▶ [Set task 1]
Using the Madison Borough profile below, explain why the land next to the high school was well suited to playing fields.
▶ [Set task 2]
According to the Madison Borough profile below, in what year did the Borough purchase and preserve the land along Ridgedale Avenue?

[begin Excerpt provided]

Madison Borough

Morris County, New Jersey

   

Madison Borough Hall is located at 50 Kings Road, Madison, NJ 07940.
Phone: 973‑593‑3042.

Neighborhoods

Madison Borough [1] is a historic, family-oriented community located in eastern Morris County along the busy New Jersey Transit rail line into New York City. It is proud of its thriving downtown, tree-lined streets, and the rich cultural and educational opportunities offered by Drew University and Fairleigh Dickinson University. Loantaka Brook Reservation and Morris County Park Commission's Traction Line Trail are located within Madison. Walking to the local weekly Farmers Market, or along the path which encircles Giralda Farms, is enjoyed by many Borough residents.

Madison's parks are busy, and in the last ten years the Borough has acquired nearly 50 acres next to the Borough's High School along Ridgedale Avenue. Previously known as "the Pit" the Borough had been leasing 9 acres for sports games and practices. Following establishment of the Borough's Open Space Trust Fund in 2004, officials negotiated to acquire not only the 9 acres, but the surrounding 40 acres for recreation and natural protection. Its flat topography made it an ideal site for playing fields and related sports infrastructure. The Borough purchased and preserved this property in 2008. The Madison Recreation and Conservation Complex, or MRC, is now the Borough's premier recreational park, and indicative of the caliber and level of importance Madison's leaders and residents place on open space preservation and recreation for their community.

[end Excerpt provided]
[begin Supplied information]

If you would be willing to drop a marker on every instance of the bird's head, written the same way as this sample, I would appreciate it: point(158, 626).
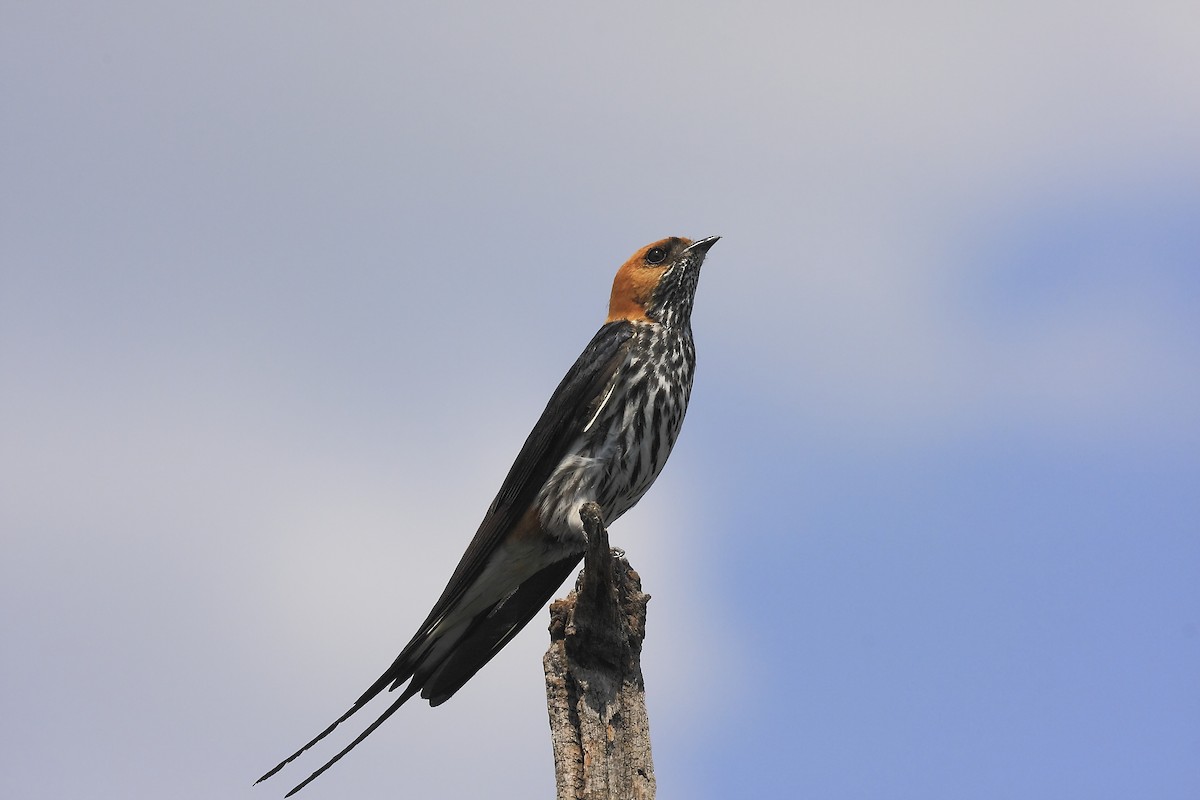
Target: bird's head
point(658, 283)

[end Supplied information]

▶ [Complete answer 1]
The land's flat topography made it an ideal site for playing fields and related sports infrastructure.

▶ [Complete answer 2]
2008.